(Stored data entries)
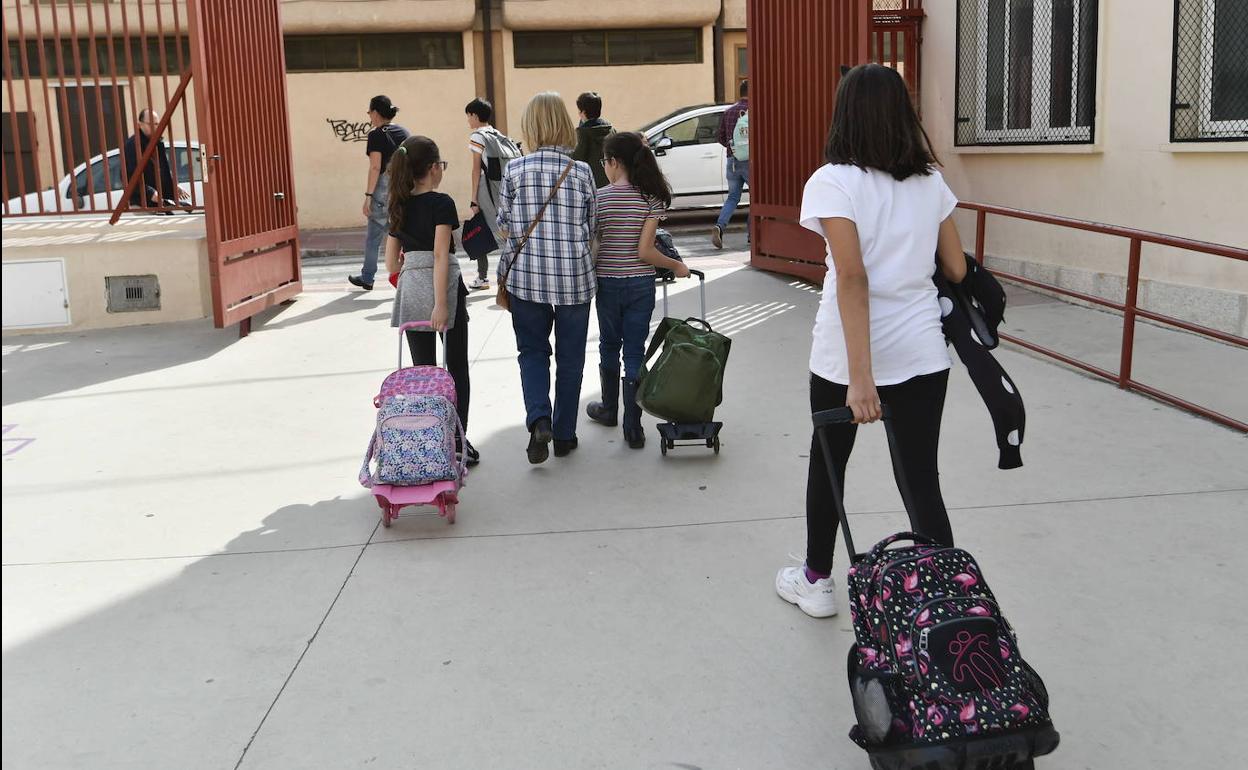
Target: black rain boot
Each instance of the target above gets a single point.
(605, 412)
(633, 433)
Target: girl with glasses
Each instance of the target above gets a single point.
(418, 248)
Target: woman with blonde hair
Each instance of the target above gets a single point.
(546, 212)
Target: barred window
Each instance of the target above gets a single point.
(1209, 89)
(602, 48)
(101, 56)
(383, 51)
(1026, 71)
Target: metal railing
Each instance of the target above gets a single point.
(76, 79)
(1130, 307)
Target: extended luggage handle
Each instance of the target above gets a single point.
(417, 325)
(843, 416)
(702, 295)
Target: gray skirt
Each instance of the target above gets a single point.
(414, 298)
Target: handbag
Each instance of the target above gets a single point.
(503, 298)
(478, 238)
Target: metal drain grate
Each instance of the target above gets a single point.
(129, 293)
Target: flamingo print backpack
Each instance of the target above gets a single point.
(935, 672)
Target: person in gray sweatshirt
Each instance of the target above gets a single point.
(592, 134)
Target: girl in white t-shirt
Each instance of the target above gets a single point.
(885, 212)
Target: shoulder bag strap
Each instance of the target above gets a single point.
(537, 219)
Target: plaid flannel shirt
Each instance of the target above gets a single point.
(555, 266)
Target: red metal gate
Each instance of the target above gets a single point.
(896, 28)
(796, 51)
(240, 73)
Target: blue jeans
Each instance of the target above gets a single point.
(532, 322)
(624, 310)
(738, 177)
(375, 238)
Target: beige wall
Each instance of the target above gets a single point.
(174, 248)
(733, 39)
(632, 95)
(311, 16)
(331, 174)
(1132, 176)
(604, 14)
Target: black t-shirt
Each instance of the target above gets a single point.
(386, 140)
(422, 214)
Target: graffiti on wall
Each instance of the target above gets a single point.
(348, 131)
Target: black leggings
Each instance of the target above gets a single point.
(916, 407)
(424, 352)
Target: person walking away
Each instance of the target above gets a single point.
(383, 140)
(418, 247)
(629, 211)
(736, 171)
(884, 210)
(493, 150)
(157, 184)
(548, 271)
(590, 135)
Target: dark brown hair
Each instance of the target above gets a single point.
(629, 150)
(409, 164)
(875, 125)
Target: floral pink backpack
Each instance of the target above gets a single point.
(416, 380)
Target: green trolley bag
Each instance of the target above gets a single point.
(687, 381)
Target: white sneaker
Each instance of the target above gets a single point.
(816, 599)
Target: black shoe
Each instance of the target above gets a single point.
(605, 412)
(634, 436)
(539, 436)
(472, 458)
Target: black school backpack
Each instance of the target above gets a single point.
(935, 673)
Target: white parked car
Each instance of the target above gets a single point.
(105, 170)
(692, 157)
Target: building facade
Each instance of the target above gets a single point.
(645, 58)
(1117, 111)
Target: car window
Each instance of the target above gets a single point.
(700, 130)
(185, 170)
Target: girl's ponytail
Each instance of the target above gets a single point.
(411, 161)
(634, 154)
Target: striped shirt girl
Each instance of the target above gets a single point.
(622, 214)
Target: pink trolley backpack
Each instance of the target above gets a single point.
(416, 441)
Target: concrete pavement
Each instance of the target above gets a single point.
(192, 578)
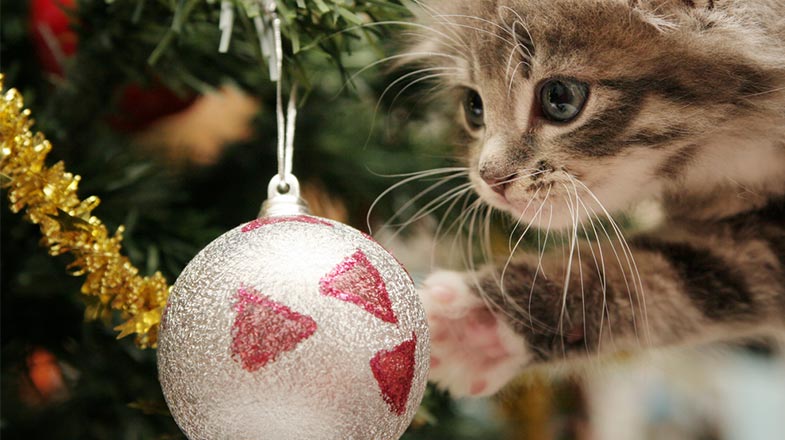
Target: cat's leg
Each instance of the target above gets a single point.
(472, 352)
(668, 293)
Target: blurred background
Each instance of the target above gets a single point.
(178, 141)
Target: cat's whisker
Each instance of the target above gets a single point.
(571, 256)
(601, 273)
(474, 17)
(632, 266)
(430, 207)
(514, 177)
(520, 218)
(490, 304)
(522, 22)
(416, 81)
(447, 194)
(445, 73)
(433, 12)
(391, 58)
(477, 29)
(512, 77)
(411, 178)
(539, 268)
(422, 173)
(506, 266)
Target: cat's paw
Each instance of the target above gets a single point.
(473, 353)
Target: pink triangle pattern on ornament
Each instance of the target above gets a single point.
(264, 221)
(394, 371)
(263, 329)
(355, 280)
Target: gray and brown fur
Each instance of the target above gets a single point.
(686, 107)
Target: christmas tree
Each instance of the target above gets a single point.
(178, 141)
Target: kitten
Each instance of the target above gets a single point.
(578, 109)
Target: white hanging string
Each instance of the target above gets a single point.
(286, 122)
(268, 29)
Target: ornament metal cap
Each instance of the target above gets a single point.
(283, 198)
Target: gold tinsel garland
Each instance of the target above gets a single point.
(48, 197)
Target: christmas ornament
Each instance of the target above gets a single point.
(53, 38)
(48, 196)
(293, 326)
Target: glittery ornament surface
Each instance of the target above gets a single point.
(346, 379)
(264, 221)
(394, 371)
(264, 328)
(355, 280)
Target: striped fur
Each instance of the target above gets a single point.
(686, 108)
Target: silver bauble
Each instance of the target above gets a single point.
(293, 327)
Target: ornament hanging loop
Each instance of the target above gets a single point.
(283, 191)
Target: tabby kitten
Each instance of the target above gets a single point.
(578, 109)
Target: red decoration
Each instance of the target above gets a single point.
(356, 281)
(394, 371)
(264, 221)
(53, 37)
(140, 106)
(263, 329)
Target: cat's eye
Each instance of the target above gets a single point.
(563, 99)
(472, 109)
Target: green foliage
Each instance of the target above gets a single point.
(346, 138)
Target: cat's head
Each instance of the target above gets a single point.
(560, 97)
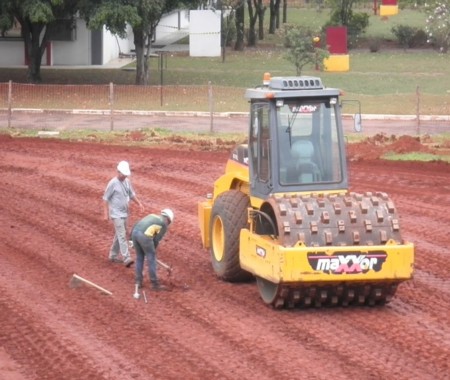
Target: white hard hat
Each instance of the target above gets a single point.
(169, 213)
(124, 168)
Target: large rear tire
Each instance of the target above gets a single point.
(228, 217)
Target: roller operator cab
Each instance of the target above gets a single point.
(282, 212)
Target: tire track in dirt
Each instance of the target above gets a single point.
(213, 329)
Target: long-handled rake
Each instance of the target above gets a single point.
(77, 281)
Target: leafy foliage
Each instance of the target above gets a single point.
(438, 24)
(303, 48)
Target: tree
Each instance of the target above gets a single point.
(256, 10)
(303, 47)
(438, 25)
(142, 15)
(36, 18)
(342, 15)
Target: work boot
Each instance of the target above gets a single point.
(128, 262)
(159, 288)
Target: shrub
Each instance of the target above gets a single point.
(405, 35)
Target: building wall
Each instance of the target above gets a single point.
(204, 34)
(63, 53)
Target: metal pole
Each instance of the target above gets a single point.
(418, 109)
(211, 107)
(9, 103)
(161, 78)
(111, 104)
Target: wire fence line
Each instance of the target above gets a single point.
(111, 106)
(113, 102)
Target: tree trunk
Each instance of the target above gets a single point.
(277, 14)
(141, 61)
(253, 17)
(34, 49)
(261, 10)
(272, 17)
(240, 25)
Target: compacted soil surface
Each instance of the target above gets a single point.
(55, 327)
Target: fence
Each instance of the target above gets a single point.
(112, 107)
(113, 102)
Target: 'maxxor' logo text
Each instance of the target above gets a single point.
(347, 262)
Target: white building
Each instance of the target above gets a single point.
(76, 45)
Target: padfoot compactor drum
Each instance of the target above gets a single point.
(282, 212)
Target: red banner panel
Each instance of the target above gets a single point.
(337, 40)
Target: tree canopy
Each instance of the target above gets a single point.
(142, 15)
(35, 18)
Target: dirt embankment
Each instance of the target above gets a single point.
(51, 227)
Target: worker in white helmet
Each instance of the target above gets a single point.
(146, 236)
(117, 196)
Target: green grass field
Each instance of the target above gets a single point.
(393, 81)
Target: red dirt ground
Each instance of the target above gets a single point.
(51, 226)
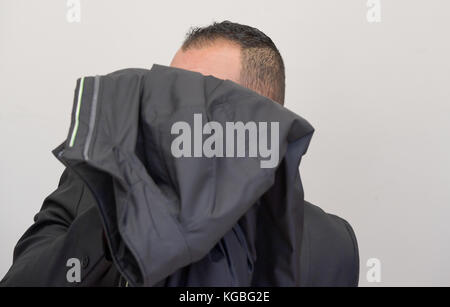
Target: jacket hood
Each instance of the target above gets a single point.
(163, 210)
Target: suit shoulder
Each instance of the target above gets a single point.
(329, 254)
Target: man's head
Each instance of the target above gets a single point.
(236, 52)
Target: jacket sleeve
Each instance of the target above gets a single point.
(67, 226)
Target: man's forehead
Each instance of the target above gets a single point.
(220, 59)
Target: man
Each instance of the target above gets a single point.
(69, 227)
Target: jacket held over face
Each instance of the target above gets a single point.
(133, 213)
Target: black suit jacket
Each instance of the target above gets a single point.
(69, 226)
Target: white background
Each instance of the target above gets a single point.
(378, 95)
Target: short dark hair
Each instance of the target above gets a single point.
(262, 67)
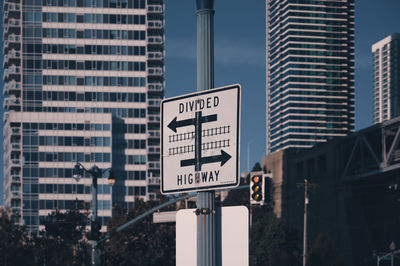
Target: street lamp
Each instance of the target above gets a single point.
(95, 172)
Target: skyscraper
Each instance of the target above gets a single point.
(82, 82)
(386, 54)
(310, 72)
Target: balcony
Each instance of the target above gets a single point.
(155, 55)
(153, 118)
(15, 194)
(16, 179)
(153, 103)
(155, 86)
(16, 131)
(11, 87)
(16, 146)
(13, 22)
(154, 166)
(11, 103)
(155, 40)
(12, 70)
(153, 149)
(154, 24)
(155, 71)
(15, 163)
(155, 9)
(153, 133)
(154, 181)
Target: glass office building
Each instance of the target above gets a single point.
(386, 63)
(83, 82)
(310, 71)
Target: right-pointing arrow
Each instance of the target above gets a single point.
(223, 158)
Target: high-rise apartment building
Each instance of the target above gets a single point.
(83, 80)
(310, 71)
(386, 78)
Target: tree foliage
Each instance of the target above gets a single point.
(63, 242)
(144, 243)
(272, 241)
(323, 253)
(15, 245)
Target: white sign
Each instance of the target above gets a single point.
(232, 242)
(200, 140)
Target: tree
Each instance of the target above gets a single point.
(323, 253)
(63, 242)
(15, 245)
(144, 243)
(272, 242)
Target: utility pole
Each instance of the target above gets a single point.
(306, 201)
(305, 222)
(206, 234)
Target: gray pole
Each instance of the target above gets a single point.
(305, 223)
(94, 173)
(206, 238)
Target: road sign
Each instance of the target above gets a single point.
(200, 140)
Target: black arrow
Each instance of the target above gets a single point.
(223, 158)
(191, 121)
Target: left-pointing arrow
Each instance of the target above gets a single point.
(182, 123)
(175, 123)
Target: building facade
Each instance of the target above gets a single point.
(83, 82)
(310, 72)
(353, 192)
(386, 62)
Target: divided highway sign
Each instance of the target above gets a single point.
(200, 140)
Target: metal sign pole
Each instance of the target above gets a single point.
(206, 240)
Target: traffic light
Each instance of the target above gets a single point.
(267, 178)
(95, 227)
(256, 188)
(260, 188)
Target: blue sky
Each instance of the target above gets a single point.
(239, 32)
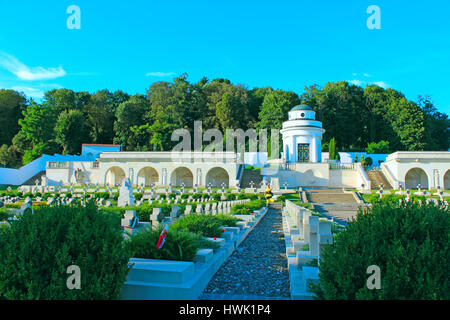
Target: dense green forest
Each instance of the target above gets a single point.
(354, 116)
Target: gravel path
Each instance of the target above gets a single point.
(258, 267)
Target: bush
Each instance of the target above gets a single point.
(409, 243)
(143, 211)
(28, 194)
(196, 196)
(179, 245)
(4, 214)
(226, 220)
(231, 196)
(378, 147)
(248, 208)
(38, 248)
(46, 195)
(138, 195)
(205, 225)
(104, 195)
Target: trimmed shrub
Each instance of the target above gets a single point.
(38, 248)
(104, 195)
(231, 196)
(28, 194)
(248, 208)
(226, 220)
(216, 196)
(138, 195)
(205, 225)
(46, 195)
(410, 244)
(4, 214)
(179, 245)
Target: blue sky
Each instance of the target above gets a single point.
(128, 45)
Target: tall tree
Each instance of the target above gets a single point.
(130, 113)
(12, 104)
(69, 131)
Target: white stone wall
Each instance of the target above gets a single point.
(132, 165)
(435, 164)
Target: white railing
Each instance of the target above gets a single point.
(387, 173)
(342, 166)
(57, 165)
(363, 175)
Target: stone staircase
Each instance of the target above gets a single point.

- [Task requirements]
Restate the data word for word from its first line through the line with "Target: metal drain grate", leaving out any picture along the way.

- [Response area]
Target: black rain boot
Each instance of the target above gets a single point.
(605, 412)
(633, 433)
Target: girl with glasses
Each instance of the target above gets a single point.
(418, 248)
Target: woman with blonde hair
Each instance of the target above gets a single point.
(546, 212)
Target: barred window
Each instance of the target above gets a single point.
(1209, 89)
(602, 48)
(101, 56)
(383, 51)
(1026, 71)
Target: metal railing
Each instance of the target above gets a single point.
(76, 79)
(1130, 307)
Target: extended luggage handle
Each instance of the target above gets a single point.
(417, 325)
(843, 416)
(702, 295)
Target: gray skirt
Each instance of the target above gets a single point.
(414, 298)
Target: handbag
Each instance of the target above gets a single point.
(503, 298)
(478, 238)
Target: metal drain grate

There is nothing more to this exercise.